Dataset excerpts:
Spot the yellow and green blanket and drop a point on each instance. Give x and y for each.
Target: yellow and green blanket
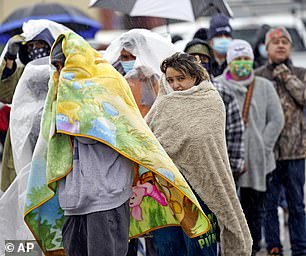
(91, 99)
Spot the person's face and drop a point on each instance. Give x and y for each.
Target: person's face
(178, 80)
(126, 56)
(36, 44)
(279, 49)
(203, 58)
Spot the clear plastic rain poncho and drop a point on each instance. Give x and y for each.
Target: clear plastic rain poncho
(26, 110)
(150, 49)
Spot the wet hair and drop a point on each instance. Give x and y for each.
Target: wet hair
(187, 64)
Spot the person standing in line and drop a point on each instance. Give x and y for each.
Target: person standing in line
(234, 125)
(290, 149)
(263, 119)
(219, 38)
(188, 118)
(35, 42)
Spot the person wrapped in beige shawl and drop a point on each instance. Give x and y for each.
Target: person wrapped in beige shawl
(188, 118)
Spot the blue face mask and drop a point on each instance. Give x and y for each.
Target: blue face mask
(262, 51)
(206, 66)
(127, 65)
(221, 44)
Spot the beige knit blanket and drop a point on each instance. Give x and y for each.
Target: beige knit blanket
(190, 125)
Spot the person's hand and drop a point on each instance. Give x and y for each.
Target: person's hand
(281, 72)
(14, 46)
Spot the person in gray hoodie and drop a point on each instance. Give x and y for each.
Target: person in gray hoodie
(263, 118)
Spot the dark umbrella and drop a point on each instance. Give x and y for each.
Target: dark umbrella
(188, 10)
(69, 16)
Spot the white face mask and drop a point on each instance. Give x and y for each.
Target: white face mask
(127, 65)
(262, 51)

...

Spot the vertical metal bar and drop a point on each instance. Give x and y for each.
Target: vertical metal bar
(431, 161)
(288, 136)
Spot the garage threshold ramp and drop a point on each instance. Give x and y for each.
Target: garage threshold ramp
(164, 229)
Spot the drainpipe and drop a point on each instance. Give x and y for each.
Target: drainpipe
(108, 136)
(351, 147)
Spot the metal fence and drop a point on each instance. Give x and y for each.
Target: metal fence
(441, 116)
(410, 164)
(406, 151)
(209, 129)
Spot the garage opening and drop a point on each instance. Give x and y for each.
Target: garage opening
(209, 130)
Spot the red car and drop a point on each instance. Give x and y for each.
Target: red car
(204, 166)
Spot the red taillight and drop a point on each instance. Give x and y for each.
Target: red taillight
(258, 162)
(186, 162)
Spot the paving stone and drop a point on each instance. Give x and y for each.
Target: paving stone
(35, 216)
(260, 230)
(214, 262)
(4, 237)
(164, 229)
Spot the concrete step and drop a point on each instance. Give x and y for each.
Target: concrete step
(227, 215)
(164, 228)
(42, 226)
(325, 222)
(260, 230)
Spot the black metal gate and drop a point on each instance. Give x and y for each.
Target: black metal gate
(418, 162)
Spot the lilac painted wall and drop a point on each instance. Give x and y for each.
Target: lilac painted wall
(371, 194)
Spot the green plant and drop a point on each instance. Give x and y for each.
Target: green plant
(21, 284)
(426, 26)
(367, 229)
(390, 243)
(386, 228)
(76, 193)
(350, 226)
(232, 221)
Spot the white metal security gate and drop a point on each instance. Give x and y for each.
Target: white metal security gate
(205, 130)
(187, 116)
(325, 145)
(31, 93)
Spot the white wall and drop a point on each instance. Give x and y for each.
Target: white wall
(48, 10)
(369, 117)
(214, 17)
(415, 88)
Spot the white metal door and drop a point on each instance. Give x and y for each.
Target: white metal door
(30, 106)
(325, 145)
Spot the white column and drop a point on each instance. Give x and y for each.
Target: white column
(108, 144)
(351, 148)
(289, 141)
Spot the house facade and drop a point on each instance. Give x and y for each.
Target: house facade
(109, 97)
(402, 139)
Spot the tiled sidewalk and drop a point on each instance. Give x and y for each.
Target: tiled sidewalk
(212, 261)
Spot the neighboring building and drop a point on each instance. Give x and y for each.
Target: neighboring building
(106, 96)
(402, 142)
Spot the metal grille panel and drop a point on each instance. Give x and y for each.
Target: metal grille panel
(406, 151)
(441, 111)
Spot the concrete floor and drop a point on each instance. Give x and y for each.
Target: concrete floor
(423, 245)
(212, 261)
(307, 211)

==

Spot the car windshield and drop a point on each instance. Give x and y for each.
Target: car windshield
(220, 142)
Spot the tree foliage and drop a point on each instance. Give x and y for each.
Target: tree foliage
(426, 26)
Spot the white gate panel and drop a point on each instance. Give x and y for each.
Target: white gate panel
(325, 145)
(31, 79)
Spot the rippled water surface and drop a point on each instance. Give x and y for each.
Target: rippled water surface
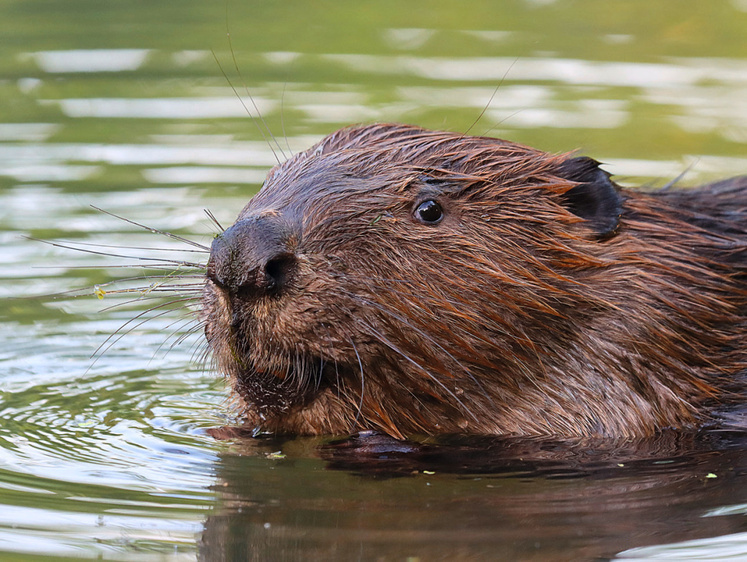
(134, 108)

Stated exercise:
Count the lines in the items above that contain the string "drainpipe", treating uppercase and lowercase as different. Give only the number.

Exercise result:
2